Latihan ▸
a. Salin kembali teks yang diberikan, mulai dari "Kedua, ada pula" hingga "masih ada tempat.", dan ganti "kebun anggur" dengan "kebun zaitun".
b. Sebutkan semua keterangan waktu yang diawali kata "pukul" dalam teks yang diberikan.
---- Teks yang Diberikan
Namun, hal ini memang mungkin dan biasa diterapkan pada berbagai usia orang-orang yang bertobat kepada Kristus. Panggilan untuk datang dan bekerja di kebun anggur itu ditujukan kepada siapa saja. Namun, panggilan itu baru akan terlaksana bila masing-masing orang menjawab panggilan itu secara khusus, yaitu ketika setiap orang menaati panggilan itu dengan mendatangi kebun anggur itu.

Pertama, ada beberapa orang yang berhasil dipanggil dan mulai bekerja di kebun anggur pada usia belia. Orang-orang inilah yang diutus pagi-pagi benar. Usia mereka yang belia itu dibumbui dengan anugerah dan kenangan akan Pencipta mereka. Yohanes Pembaptis dikuduskan sejak dari kandungan, dan oleh sebab itu disebut besar (Luk. 1:15). Timotius sejak dari kecil (2Tim. 3:15). Obaja dari sejak kecil takut akan Tuhan. Orang-orang yang harus menjalani hidup seperti ini perlu melaksanakannya dengan segera, semakin cepat semakin baik.

Kedua, ada pula yang ditempa pada usia pertengahan. Pergi jugalah kamu ke kebun anggur pada pukul sembilan pagi, pukul dua belas, dan pukul tiga petang. Kuasa anugerah ilahi dimuliakan dalam pertobatan beberapa orang, ketika mereka tengah menikmati dan mengejar kesenangan duniawi, seperti yang dialami Paulus. Allah mempunyai pekerjaan bagi orang-orang dari segala usia. Tidak ada waktu yang salah untuk berpaling kepada Allah. Tidak seorang pun dapat berkata, "Nanti saja bila saatnya sudah tepat," sebab kapan pun saat yang ditentukan bagi kita, waktu yang terbuang dalam hidup kita sudah cukup kita jalani dalam dosa. Pergi jugalah kamu ke kebun anggur. Allah tidak akan menolak siapa pun yang bersedia dipekerjakan, karena masih ada tempat.

Ketiga, ada orang-orang yang dipekerjakan di kebun anggur pada usia lanjut, atau pada pukul lima, ketika hari telah menjelang malam, dan hanya tersisa waktu satu jam saja dari dua belas jam siang hari. Tidak seorang pun dipekerjakan sesudah itu, ketika hidup dan kesempatan telah berakhir. Tetapi "di mana ada kehidupan, di situ ada harapan."
--------
---- Data yang Diberikan
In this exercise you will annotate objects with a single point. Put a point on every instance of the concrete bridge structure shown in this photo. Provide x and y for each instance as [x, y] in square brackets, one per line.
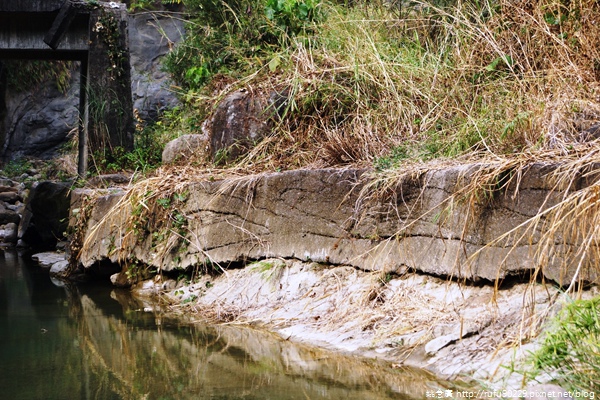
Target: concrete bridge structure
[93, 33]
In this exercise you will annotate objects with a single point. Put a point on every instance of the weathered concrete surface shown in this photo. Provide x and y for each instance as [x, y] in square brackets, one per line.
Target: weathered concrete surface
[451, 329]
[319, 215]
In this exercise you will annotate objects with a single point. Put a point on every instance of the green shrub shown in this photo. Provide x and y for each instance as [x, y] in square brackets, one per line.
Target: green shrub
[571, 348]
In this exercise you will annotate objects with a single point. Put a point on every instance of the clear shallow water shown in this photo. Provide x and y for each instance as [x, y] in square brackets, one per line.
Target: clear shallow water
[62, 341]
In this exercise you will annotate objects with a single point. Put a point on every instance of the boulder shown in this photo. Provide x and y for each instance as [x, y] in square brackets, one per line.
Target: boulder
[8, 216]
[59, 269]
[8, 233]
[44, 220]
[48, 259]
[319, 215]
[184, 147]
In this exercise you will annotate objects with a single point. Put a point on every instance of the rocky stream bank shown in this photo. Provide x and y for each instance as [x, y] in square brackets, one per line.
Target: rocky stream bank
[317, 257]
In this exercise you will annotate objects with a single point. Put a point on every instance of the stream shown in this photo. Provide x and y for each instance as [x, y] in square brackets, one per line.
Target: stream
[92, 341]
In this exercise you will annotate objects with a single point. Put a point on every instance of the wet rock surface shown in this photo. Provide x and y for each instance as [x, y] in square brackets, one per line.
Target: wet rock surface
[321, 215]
--------
---- Data yang Diberikan
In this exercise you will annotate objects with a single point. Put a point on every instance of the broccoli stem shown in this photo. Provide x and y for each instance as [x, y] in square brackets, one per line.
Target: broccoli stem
--------
---- Data yang Diberikan
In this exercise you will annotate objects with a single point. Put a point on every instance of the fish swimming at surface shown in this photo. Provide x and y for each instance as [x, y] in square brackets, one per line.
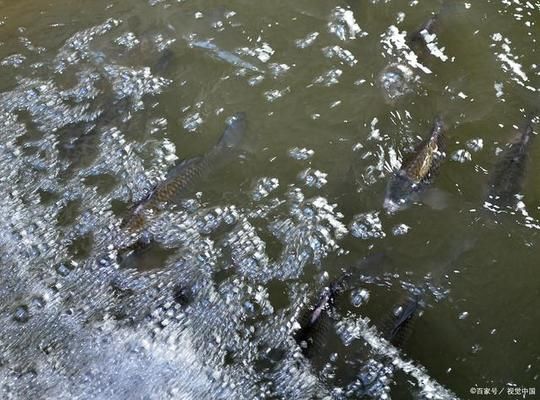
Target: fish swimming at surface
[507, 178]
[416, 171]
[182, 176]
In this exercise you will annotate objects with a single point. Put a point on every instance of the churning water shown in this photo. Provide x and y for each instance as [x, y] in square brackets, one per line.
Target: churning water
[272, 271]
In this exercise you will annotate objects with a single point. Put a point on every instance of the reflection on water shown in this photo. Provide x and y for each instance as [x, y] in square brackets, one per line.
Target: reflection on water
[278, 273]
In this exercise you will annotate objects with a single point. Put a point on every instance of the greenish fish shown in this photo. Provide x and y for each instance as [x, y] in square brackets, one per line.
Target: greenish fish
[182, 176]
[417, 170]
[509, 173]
--------
Jawaban Latihan ▸
a.
Kedua, ada pula yang ditempa pada usia pertengahan. Pergi jugalah kamu ke kebun zaitun pada pukul sembilan pagi, pukul dua belas, dan pukul tiga petang. Kuasa anugerah ilahi dimuliakan dalam pertobatan beberapa orang, ketika mereka tengah menikmati dan mengejar kesenangan duniawi, seperti yang dialami Paulus. Allah mempunyai pekerjaan bagi orang-orang dari segala usia. Tidak ada waktu yang salah untuk berpaling kepada Allah. Tidak seorang pun dapat berkata, "Nanti saja bila saatnya sudah tepat," sebab kapan pun saat yang ditentukan bagi kita, waktu yang terbuang dalam hidup kita sudah cukup kita jalani dalam dosa. Pergi jugalah kamu ke kebun zaitun. Allah tidak akan menolak siapa pun yang bersedia dipekerjakan, karena masih ada tempat.

b. pukul sembilan pagi, pukul dua belas, pukul tiga petang, pukul lima